[DIRECTIVES]
1. Print the part of the Piliavin flashcards starting with "more comments for" and going on through "help the victim.", copying it word for word.
2. Count how many lines in the listing contain the string "table". Reply with that number only.
━━━━━ PASSAGE GIVEN ━━━━━
Social- Piliavin and Levine Flashcards
what is the key theme
Responses to people in need
Explain the bystander effect
the presence of others reduces people helping those who are in help
Explain pluralistic ignorance
groups of people mislead others unintentionally about an emergency situation, no one else is bothered so why should I
Explain diffusion of responsibility
if there are many people it is less likely for others to help since others are present so less likely to help, there are loads of people so someone else will help
What study inspired Palivians reseach
Lab experiments with smoke filled room to see how participants would respond, he recognised the lack of ecological validity so conducted on field exp
What was the aim of Palivians reseachs
to investigate how the nature of a situation would effect helping behaviour of those present
What were the four IV
-race of victim
-appearance of victim (drunk or ill)
-effect of model in time
-size of witnessing group (naturally ocurring)
what were the six DV
-frequency of the help
-race of helper
-area of helper form critical or adjacent
-time of response
-verbal comments around
-sex of helper
Explain the four model conditions
model reacts:
critical early- after 70 seconds, in critical area
critical late- after 150 seconds, in critical area
adjacent early - after fourth stop. adjacent area
adjacent late- after sixth stop, adjacent area
give the key results of Pilivian study
can- help on 62 / 65 trial
drunken- 19 / 38 trials
60% of 81 trails help given by 2 or more helpers
90% of helpers were men
slight tendency of same race help (more seen in drunk condition)
more comments for drunk than for cane
diffusion of responsibility was not seen- p’s cannot leave the situation so more likely to help
Explain the conclusions of Pilivian study
Men are expected to help others because they are usually displayed as “heroes”, while women are expected to place the need of others before their own.
Since people are held responsible for their alcoholic consumption getting drunk is perceived as a controllable cause therefore not as many people help the victim.
━━━━━ EXERCISE INPUT ━━━━━
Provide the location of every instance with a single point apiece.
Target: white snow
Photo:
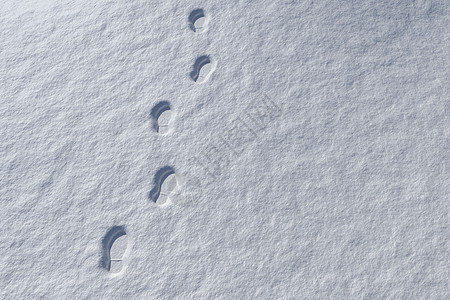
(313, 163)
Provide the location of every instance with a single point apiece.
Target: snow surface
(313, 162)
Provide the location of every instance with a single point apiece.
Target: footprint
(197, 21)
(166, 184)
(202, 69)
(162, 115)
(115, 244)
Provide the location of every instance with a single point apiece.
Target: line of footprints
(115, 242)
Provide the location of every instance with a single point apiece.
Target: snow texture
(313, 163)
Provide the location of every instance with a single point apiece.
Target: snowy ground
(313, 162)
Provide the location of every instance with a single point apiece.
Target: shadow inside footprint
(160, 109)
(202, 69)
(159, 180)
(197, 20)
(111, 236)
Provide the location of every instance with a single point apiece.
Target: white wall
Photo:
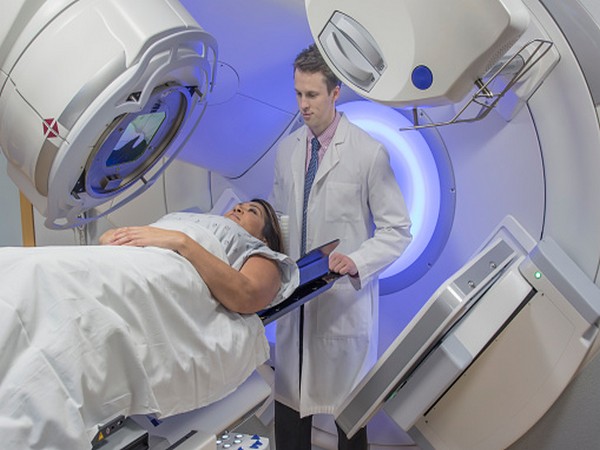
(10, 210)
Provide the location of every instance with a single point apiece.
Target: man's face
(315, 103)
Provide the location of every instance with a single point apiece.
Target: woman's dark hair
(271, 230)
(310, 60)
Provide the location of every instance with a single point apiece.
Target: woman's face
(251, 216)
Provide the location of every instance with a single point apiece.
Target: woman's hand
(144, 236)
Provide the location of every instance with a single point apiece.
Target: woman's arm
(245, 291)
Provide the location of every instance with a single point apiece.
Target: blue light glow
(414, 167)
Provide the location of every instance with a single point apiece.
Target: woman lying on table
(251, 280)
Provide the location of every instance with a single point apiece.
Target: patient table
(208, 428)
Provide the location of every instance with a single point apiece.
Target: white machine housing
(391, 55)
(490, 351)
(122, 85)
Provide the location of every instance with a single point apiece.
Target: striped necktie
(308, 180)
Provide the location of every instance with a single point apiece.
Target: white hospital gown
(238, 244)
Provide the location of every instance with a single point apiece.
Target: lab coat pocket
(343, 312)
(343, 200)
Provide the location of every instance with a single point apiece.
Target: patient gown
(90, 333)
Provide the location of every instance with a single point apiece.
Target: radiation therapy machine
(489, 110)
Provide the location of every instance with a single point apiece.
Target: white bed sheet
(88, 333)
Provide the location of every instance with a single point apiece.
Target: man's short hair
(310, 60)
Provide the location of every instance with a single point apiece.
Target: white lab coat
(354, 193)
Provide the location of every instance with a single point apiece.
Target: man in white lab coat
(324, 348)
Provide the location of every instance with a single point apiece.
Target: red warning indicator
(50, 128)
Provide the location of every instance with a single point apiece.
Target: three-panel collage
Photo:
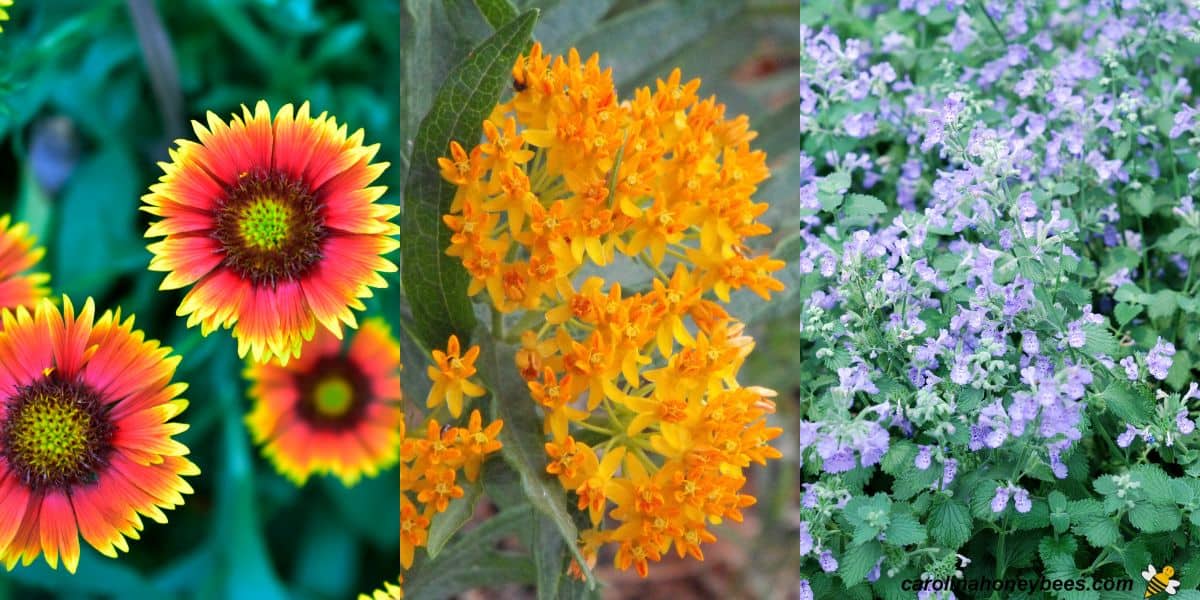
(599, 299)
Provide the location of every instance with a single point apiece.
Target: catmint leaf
━━━━━
[FINAL RESULTS]
1.
more comments for drunk than for cane
diffusion of responsibility was not seen- p’s cannot leave the situation so more likely to help
Explain the conclusions of Pilivian study
Men are expected to help others because they are usually displayed as “heroes”, while women are expected to place the need of others before their own.
Since people are held responsible for their alcoholic consumption getting drunk is perceived as a controllable cause therefore not as many people help the victim.

2. 2